■ **Problem to solve**
What you need to produce from the material below is an exact transcription of the lines from the one with "point_to reports the position of each instance of the distant" through the one with "point_to reports the position of each instance of the sediment", both included, and no other line.

■ **Provided material**
________________
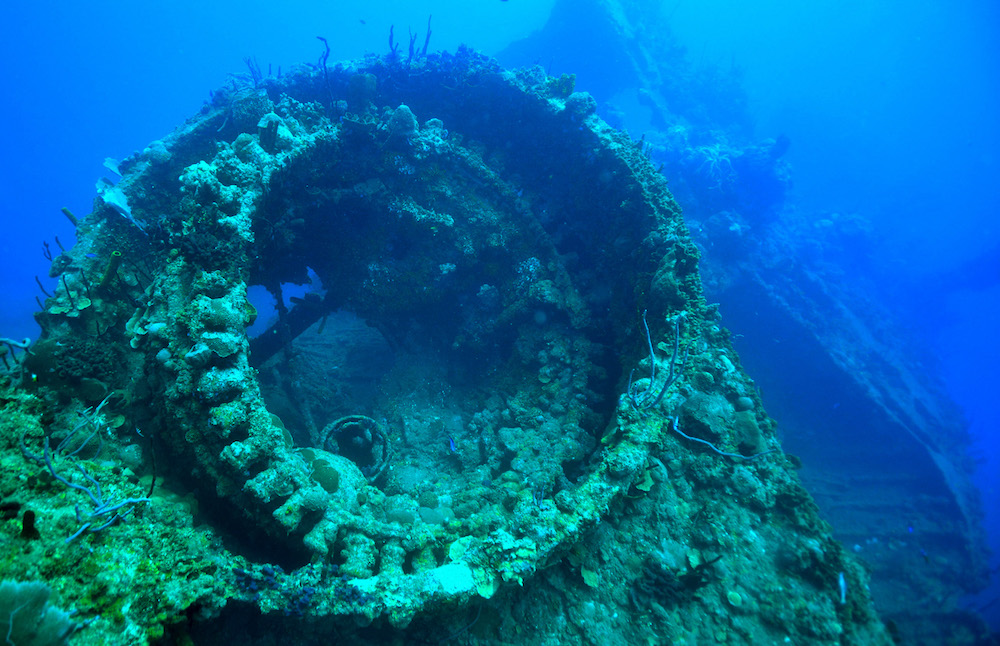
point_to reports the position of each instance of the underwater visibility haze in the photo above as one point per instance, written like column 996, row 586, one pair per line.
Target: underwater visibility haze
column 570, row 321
________________
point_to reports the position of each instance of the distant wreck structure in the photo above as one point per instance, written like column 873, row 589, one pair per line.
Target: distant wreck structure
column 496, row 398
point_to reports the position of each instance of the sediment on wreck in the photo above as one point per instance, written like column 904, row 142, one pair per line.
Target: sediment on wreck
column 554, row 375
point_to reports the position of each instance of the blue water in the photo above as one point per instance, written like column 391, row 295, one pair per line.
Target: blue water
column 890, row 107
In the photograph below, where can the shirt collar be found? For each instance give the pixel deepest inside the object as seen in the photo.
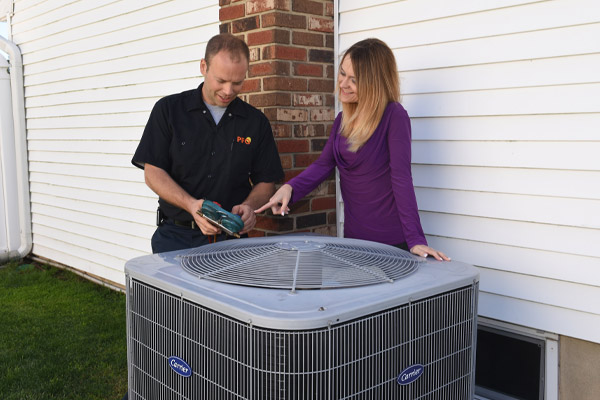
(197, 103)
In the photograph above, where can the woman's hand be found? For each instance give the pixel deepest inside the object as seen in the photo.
________________
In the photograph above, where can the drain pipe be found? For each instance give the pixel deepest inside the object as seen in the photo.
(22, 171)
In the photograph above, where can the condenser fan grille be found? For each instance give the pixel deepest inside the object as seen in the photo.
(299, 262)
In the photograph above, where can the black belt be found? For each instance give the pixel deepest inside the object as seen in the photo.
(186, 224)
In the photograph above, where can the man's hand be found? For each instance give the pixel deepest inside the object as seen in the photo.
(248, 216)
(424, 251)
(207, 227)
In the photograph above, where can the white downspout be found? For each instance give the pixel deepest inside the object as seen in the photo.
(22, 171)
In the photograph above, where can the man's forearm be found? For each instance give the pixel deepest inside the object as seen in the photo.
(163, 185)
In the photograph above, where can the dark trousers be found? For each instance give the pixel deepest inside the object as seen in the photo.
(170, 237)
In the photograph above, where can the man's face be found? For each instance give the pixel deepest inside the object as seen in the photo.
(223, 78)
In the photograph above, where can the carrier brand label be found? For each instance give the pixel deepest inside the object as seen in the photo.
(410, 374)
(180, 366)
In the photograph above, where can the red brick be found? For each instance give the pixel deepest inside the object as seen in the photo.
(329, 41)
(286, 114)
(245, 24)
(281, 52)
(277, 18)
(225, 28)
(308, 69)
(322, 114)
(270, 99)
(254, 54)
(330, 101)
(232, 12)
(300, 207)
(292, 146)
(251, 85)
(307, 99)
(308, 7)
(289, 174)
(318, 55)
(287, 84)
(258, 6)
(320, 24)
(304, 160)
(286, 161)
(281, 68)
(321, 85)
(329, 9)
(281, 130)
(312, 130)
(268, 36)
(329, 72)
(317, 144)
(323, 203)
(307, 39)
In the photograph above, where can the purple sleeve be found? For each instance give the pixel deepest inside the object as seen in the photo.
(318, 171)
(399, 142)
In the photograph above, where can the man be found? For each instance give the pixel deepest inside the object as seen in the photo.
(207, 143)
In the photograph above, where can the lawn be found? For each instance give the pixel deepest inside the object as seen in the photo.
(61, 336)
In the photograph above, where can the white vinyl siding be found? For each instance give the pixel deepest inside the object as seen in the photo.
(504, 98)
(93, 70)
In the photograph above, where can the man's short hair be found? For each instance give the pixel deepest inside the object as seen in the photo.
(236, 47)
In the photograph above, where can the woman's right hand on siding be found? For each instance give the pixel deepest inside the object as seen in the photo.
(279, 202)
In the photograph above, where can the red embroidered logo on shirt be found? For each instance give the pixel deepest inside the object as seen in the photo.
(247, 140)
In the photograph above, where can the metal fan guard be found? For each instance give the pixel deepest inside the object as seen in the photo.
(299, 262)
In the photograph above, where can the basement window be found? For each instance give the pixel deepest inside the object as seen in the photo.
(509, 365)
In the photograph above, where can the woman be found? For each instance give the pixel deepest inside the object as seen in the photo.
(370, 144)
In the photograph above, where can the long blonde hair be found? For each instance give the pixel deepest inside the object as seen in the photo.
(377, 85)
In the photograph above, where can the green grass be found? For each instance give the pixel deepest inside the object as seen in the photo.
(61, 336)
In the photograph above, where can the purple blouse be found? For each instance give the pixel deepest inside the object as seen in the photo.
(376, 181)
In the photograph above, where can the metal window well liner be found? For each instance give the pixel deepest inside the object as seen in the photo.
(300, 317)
________________
■ **Response to this exercise**
point_to reports the position of each instance of the distant wreck structure in the photo above as one point per instance, written like column 873, row 589, one pair per line.
Target: distant wreck structure
column 496, row 398
point_to reports the position of each instance of the sediment on wreck in the photo above as one point per instance, written like column 904, row 142, one pair per line.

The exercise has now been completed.